_Data for this task_:
Start of Block

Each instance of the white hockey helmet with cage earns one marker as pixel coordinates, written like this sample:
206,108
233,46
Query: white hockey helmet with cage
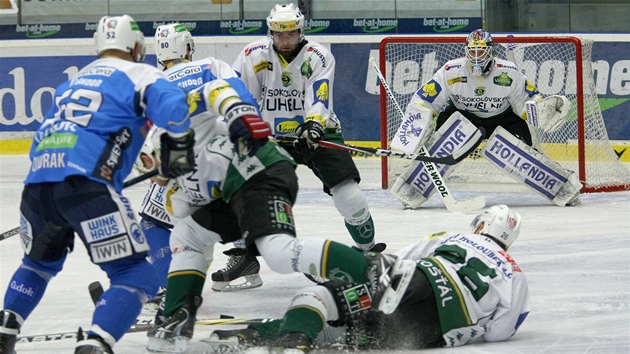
172,41
499,222
479,51
285,18
120,33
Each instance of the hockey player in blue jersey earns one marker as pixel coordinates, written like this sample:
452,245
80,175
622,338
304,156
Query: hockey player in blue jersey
174,47
84,149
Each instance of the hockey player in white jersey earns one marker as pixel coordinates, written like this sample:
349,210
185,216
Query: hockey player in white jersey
448,289
491,93
248,191
174,47
84,149
292,78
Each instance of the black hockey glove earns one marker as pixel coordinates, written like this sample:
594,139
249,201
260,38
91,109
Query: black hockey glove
248,131
177,155
309,134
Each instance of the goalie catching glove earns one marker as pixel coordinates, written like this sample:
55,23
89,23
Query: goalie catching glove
248,131
176,154
309,135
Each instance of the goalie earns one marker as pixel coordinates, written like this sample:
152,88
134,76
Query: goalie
490,93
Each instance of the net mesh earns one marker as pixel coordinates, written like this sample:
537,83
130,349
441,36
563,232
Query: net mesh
550,64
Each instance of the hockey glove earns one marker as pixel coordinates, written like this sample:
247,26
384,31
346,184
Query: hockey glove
177,155
309,135
248,131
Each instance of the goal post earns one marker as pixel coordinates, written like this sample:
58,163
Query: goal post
556,65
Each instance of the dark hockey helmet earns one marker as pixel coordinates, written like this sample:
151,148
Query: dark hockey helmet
479,51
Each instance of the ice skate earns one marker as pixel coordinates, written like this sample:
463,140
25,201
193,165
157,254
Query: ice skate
173,335
233,340
9,329
240,273
152,307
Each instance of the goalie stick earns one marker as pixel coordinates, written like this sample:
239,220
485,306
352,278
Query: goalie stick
451,159
450,203
129,183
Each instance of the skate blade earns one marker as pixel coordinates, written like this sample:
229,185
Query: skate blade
224,346
150,308
172,345
251,281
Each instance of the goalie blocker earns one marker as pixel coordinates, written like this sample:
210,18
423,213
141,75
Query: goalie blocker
529,166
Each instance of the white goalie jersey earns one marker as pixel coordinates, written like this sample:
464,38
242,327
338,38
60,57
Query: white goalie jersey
289,93
481,292
485,96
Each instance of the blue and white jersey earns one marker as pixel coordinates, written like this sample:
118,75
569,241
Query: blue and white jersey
96,126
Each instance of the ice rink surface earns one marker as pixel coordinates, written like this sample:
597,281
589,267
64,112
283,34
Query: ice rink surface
577,262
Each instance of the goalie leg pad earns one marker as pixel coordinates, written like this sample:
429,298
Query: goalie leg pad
530,167
415,185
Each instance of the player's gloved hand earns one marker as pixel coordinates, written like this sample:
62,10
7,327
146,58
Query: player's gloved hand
309,134
176,154
248,131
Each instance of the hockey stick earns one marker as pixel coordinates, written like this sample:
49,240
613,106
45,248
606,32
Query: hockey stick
129,183
451,159
450,203
140,326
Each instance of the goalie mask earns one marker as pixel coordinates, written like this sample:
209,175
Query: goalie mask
285,18
173,41
499,222
120,33
479,51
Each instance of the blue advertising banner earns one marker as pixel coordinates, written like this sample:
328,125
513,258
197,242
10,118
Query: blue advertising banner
27,84
251,27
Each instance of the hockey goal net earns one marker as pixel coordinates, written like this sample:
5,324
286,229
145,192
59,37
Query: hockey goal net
555,65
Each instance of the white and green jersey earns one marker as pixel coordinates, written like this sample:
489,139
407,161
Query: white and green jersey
223,171
290,93
503,87
480,291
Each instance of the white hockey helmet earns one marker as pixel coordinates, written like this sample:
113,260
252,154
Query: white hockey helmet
172,41
285,18
479,50
121,33
499,222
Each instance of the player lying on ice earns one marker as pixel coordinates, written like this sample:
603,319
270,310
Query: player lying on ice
448,289
491,93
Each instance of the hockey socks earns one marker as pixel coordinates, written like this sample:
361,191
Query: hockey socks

End of Block

_About this exercise_: Could you copy each line above exactly as written, minus any pictures?

_Your response_:
Each instance of the white hockey helmet with cage earns one marker as pixel coordinates, written like this sample:
206,108
233,46
Query: white hockey helmet with cage
172,41
499,222
479,51
285,18
120,33
Each instance of the hockey player in blue jersey earns one marker as pixel coordinates, written like this sample:
452,245
80,175
622,338
304,156
Query: hockey player in blue jersey
174,47
84,149
Each instance of the hockey player in white jersey earns one marker as pixel coordinates, written like this sample:
349,210
185,216
Query: hockey player in white jersey
448,289
491,93
248,191
174,47
84,149
292,78
Each instance of the black hockey glove earns one marker as pixel coordinates, written like this sample:
594,139
249,201
260,38
91,109
Query: black hockey glove
248,131
177,155
309,134
Each instance of the goalie catching glove earns one marker as pixel coordinates, written like this sample:
55,23
89,23
Query: goalie catching glove
248,131
176,154
309,135
Each instance of the goalie earns one marker as pixel coordinates, written like this sample:
152,88
134,76
Query: goalie
490,93
Each instance of the net mesh earns one marker as pixel coordinates, written like this sample:
537,83
130,349
441,36
563,232
Query: net mesh
550,64
Each instance of the hockey glove earns one marker as pixel coordinates, written like this sample:
247,26
384,31
346,184
Query: hockey glove
177,155
309,135
248,131
Each instance of the goal post earns one marker as pixel coordinates, written like this sample:
58,163
Query: goal post
556,65
Each instance of the dark hockey helmet earns one marker as pixel coordinates, written like this sample:
151,148
Query: dark hockey helmet
479,51
Each instance of the ice skate earns one marker as pixel coordinates, written like this sample:
463,140
25,201
193,165
157,254
Query: ice skate
173,335
233,340
9,329
240,273
152,307
Each instance of the goalie stick earns one marker as pixel coordinates, written like this sample:
239,220
485,306
352,278
Query: goalie stick
451,159
450,203
129,183
Each instance of the skate blade earns one marker as pixel coordinates, written like this sample:
229,185
Query: skate blade
224,346
150,308
172,345
251,281
Each instance of the goalie blocker earns one marker as pixel coordinates, written like this sample:
210,18
423,213
141,75
Query: goalie blocker
529,166
Each instance of the white goalie jersey earns one marker as pixel coordinates, written like this sample:
464,38
242,327
338,38
60,57
Query: white goalie jersey
289,93
481,292
485,96
Each instance of the blue and white jersey earns one marker as pixel coordinates, written like this sample:
118,75
569,241
Query: blue and white jersey
96,126
Each instance of the ice rink surface earns one marker as pixel coordinates, written like this sample:
597,281
589,267
64,112
283,34
Query: ice rink surface
577,262
Each instance of the goalie leg pad earns one marker as pixel coordinates, written like this sample:
429,298
Query: goalie leg pad
530,167
415,185
Each instance of the player's gloved hand earns one marker as pixel coordinates, written like this sample:
62,10
7,327
146,58
Query: player's gloved hand
309,134
176,154
248,131
Each instance of the hockey stick earns one marker as pixel coordinates, written like this sample:
49,240
613,106
45,248
606,32
Query: hockey stick
129,183
451,159
450,203
140,326
Each instance of the goalie mask earns one marker as pixel coordinates, written like this sample:
209,175
Query: goalie mask
285,18
173,41
499,222
120,33
479,51
Each instance of the blue advertising banner earns one marker as pixel coordinates, written like this sample:
328,125
513,258
197,242
10,118
Query: blue advertising banner
27,84
251,27
Each instance of the hockey goal net earns one marker as pixel coordinates, written like this sample:
5,324
286,229
145,192
59,37
Query: hockey goal net
555,65
Each instance of the white and green jersey earns one marker as pixel coordinates, written like this sample:
489,139
407,161
Query: white and green jersey
223,171
290,93
503,87
480,291
Each instance of the white hockey helmet earns one marker as pixel coordinates, written like this sample:
113,260
252,154
Query: white hockey helmet
172,41
285,18
479,50
121,33
499,222
Each instance of the player lying on ice earns one marker as pixel coordinates, written like this sample:
603,319
270,310
Query: player lying on ice
448,289
491,93
Each instance of the hockey socks earns one marker as pixel coordinates, written like this sample:
361,191
Query: hockey socks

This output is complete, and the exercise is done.